Task objective - Reproduce the whole listing, character for character.

----------

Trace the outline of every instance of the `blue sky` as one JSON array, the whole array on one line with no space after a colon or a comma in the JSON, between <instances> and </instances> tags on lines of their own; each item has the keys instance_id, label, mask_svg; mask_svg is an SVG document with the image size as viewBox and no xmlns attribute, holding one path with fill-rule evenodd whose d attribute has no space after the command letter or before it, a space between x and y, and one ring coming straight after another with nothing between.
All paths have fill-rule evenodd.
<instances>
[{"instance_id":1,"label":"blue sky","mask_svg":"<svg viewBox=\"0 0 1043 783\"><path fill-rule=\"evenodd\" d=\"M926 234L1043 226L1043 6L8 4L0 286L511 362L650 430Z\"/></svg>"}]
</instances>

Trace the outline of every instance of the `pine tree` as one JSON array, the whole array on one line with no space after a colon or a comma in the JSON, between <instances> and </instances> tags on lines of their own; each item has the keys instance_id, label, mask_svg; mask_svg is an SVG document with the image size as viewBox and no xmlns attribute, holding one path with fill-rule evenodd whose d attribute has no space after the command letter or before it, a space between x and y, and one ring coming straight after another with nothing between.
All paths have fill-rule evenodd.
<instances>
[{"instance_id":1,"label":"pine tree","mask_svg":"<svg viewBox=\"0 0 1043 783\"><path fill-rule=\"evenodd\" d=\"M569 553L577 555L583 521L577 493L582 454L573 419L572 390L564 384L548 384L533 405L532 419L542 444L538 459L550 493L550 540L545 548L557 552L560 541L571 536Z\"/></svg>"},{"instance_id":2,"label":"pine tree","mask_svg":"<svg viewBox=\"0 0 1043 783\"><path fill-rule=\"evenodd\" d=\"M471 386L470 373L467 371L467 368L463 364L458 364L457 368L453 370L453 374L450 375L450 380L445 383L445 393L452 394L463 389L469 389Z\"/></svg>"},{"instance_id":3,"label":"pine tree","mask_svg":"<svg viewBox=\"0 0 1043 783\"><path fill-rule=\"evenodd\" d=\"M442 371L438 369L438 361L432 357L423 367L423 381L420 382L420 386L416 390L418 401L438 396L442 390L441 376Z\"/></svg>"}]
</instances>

----------

Finished task -
Trace the outline of every instance of the `blue sky` as one JSON array, the whole array on one line with no space after a colon or a comma in the JSON, between <instances> and </instances> tags on lines of their own; each item has the keys instance_id, label, mask_svg; mask_svg is an SVG document with the image size as viewBox and no xmlns attribute, holding one path with fill-rule evenodd whose d attribute has no space after the command letter or before it, a space between x and y, and one ring coming straight after another with nothing between.
All paths have fill-rule evenodd.
<instances>
[{"instance_id":1,"label":"blue sky","mask_svg":"<svg viewBox=\"0 0 1043 783\"><path fill-rule=\"evenodd\" d=\"M926 234L1043 226L1043 6L8 4L0 286L511 362L650 430Z\"/></svg>"}]
</instances>

Trace the outline of every instance of the `pine tree` as one JSON array, the whole array on one line with no space after a colon or a comma in the JSON, between <instances> and </instances> tags on lines of their own; each item has the keys instance_id, label, mask_svg; mask_svg is an SVG document with the image size as viewBox and no xmlns attribute, holding one path with fill-rule evenodd whose d attribute has no space after the command letter or before it, a space between x and y, and one ring coming straight after another with nothing between.
All paths have fill-rule evenodd.
<instances>
[{"instance_id":1,"label":"pine tree","mask_svg":"<svg viewBox=\"0 0 1043 783\"><path fill-rule=\"evenodd\" d=\"M569 553L577 555L583 521L577 493L582 454L573 419L572 390L564 384L548 384L533 405L532 419L542 444L538 459L550 493L550 540L545 548L557 552L560 541L571 536Z\"/></svg>"},{"instance_id":2,"label":"pine tree","mask_svg":"<svg viewBox=\"0 0 1043 783\"><path fill-rule=\"evenodd\" d=\"M471 386L470 373L467 371L467 368L463 364L458 364L457 368L453 370L453 374L450 375L450 380L445 383L445 393L452 394L463 389L469 389Z\"/></svg>"},{"instance_id":3,"label":"pine tree","mask_svg":"<svg viewBox=\"0 0 1043 783\"><path fill-rule=\"evenodd\" d=\"M442 371L438 369L438 361L432 357L423 367L423 381L420 382L420 386L416 390L418 401L438 396L442 390L441 376Z\"/></svg>"}]
</instances>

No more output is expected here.